Problem description
Once the images are removed, set down everything else in the listing below exactly.
-- Opening Marker --
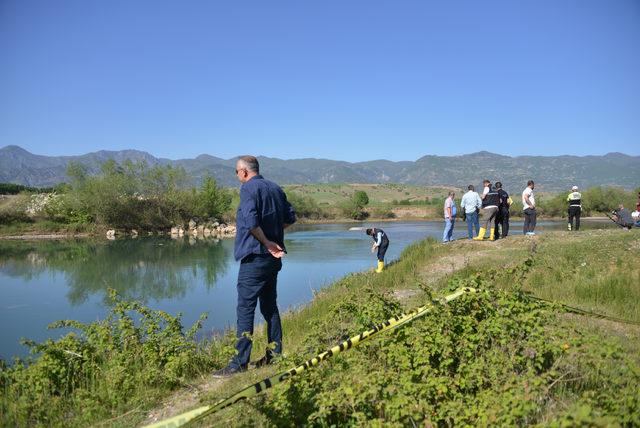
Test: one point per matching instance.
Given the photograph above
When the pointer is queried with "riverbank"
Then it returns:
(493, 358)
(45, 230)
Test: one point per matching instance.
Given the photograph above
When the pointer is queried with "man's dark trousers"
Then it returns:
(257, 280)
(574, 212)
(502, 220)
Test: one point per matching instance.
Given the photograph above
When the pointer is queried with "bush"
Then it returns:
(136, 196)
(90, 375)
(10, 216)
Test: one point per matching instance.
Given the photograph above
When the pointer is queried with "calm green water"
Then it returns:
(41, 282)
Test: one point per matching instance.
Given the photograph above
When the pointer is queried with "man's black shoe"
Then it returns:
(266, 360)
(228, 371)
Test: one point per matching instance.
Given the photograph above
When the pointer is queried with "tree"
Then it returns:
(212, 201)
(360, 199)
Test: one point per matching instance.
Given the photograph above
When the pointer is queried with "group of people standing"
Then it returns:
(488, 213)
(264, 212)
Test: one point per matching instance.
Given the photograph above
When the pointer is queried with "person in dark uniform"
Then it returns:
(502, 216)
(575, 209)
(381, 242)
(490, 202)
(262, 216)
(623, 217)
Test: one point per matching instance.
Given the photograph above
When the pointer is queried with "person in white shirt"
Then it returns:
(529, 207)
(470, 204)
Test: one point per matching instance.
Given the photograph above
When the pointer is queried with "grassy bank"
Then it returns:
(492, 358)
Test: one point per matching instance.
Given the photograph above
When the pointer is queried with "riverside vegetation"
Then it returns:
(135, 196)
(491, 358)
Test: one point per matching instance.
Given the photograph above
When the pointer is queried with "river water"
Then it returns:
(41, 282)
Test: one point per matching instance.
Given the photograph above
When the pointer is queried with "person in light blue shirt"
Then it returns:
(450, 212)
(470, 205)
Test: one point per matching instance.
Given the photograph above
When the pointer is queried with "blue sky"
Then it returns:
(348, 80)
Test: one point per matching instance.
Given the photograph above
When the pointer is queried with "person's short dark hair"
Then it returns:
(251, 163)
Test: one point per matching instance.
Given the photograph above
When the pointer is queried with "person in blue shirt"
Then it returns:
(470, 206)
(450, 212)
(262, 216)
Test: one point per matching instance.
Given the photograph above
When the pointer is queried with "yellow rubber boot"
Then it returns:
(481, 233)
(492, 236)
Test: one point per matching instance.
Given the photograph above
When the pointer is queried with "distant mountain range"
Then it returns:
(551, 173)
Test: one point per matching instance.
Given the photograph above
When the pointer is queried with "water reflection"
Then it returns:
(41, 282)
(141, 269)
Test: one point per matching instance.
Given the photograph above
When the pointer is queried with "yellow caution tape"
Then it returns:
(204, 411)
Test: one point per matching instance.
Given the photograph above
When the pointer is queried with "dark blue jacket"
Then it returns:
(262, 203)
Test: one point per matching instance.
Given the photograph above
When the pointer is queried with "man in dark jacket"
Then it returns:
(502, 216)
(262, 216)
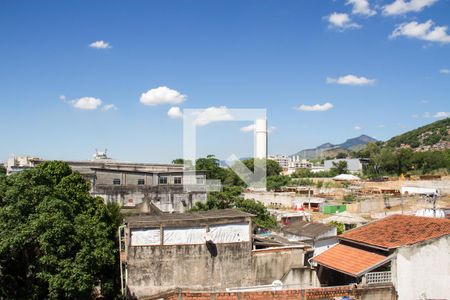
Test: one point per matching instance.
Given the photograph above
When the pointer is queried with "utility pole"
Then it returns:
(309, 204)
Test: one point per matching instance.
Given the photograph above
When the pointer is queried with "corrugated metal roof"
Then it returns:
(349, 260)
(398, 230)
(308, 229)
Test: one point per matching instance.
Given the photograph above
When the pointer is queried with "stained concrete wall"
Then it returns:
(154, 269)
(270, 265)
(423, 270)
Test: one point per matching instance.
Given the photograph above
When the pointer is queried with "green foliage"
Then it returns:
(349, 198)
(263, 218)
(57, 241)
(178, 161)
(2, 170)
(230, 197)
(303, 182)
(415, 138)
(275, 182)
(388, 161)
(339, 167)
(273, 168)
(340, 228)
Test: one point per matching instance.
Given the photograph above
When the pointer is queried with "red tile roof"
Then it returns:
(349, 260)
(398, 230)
-- Closing Marker --
Solution
Test: one point per matching instance.
Given the photograph above
When the pointer is queried with "riverbank"
Then it returns:
(493, 358)
(45, 230)
Test: one point per matching instance.
Given the photograph above
When the pointer is queried with "man's dark trousers"
Then it returns:
(257, 280)
(574, 212)
(502, 220)
Test: one point per matching instance.
Given the photograph above
When the pointer is queried with "bush"
Then it returns:
(136, 196)
(90, 375)
(10, 216)
Test: one point per matching instance.
Given the photograph above
When the pointer is queried with "calm green water"
Then it returns:
(41, 282)
Test: one point per matching instance.
Given the photograph above
When the pointer is queried with "man's black shoe"
Then it returns:
(266, 360)
(228, 371)
Test: one point per matching instance.
Given the photograph above
When the pointer is queried with "tree"
Then it returns:
(212, 201)
(360, 199)
Test: one point per matching instance.
Given the photograph above
When the pointer is queried with "group of people standing"
Then it returns:
(488, 213)
(264, 212)
Test: one point per matching instance.
Given the photograph above
When the pointer is queried with "person in dark uniform"
Then it returns:
(502, 216)
(575, 209)
(381, 242)
(490, 202)
(262, 216)
(623, 217)
Test: one point per matching instance.
Given the photograph above
When the pointer is queried with "person in white shirt"
Then it returns:
(529, 207)
(470, 204)
Test: one point per matching instance.
Given the photograph above
When the pointer is queried with "grassy bank"
Then it returns:
(492, 358)
Test: one point per matching instance.
Given the photograph above
When the pointer is queried with "riverside vegetation"
Then it returns:
(135, 196)
(491, 358)
Test: one point per matching instance.
Given the photograph above
When the pointer is queried with "river water"
Then it returns:
(41, 282)
Test: one point per matching instance.
Given the photograph above
When the pointer is queried with "person in light blue shirt"
Then it returns:
(450, 212)
(470, 205)
Test: one point per matching instance.
Given the photograph above
When the pointer is queried with "blue sky"
Then it returns:
(348, 80)
Test: one point per matching instance.
Given the photograph above
When the pointer is queried with "person's short dark hair"
Then it returns:
(251, 163)
Test: one point per matching instance.
Given the photograph above
When the pointer is queried with "person in blue shirt"
Then it returns:
(470, 206)
(450, 212)
(262, 216)
Test: one point per matching instance.
Given the photograph above
When the pointer is queried with "yellow rubber boot"
Then it returns:
(481, 233)
(492, 236)
Test: one point per matching instance.
Given the photograph above
When the pointer is queried with "distant mountain range"
Then it returns:
(551, 173)
Test: one point per matching instance.
Given the photograph above
When the pointer is queried with "water reflection"
Then it returns:
(41, 282)
(141, 269)
Test: one point per matching instance.
Given the photograph above
When the pointer is queried with "yellow caution tape"
Then it returns:
(204, 411)
Test: one point per matching instance.
Given the photograph above
When the pointer is queried with "dark blue jacket"
Then it returns:
(262, 203)
Test: one point per matching instance.
Given the photograph above
When the pointer is queried with "man in dark jacket"
Then it returns:
(502, 216)
(262, 216)
Test: one point per matching instance.
Given the photograph above
When the pointer is queried with "utility pole"
Then it returns:
(309, 204)
Test: one point per matching instance.
Given the photograph above
When the pointer is queried with "corrugated metal roof"
Then it returns:
(349, 260)
(398, 230)
(308, 229)
Test: one point per matching instance.
Given the photograph above
When the pointer is queried with "stained concrete wall"
Then it returns:
(154, 269)
(270, 265)
(423, 270)
Test: one point per matching instance.
Given the photograph above
When the pointer is queried with "green foliage"
Then it returns:
(349, 198)
(263, 218)
(57, 241)
(178, 161)
(2, 170)
(230, 197)
(303, 182)
(415, 138)
(275, 182)
(388, 161)
(339, 167)
(273, 168)
(340, 228)
Test: one point per matching instance.
Given the photograph above
When the pointer is queried with "red tile roof"
Then it returns:
(349, 260)
(398, 230)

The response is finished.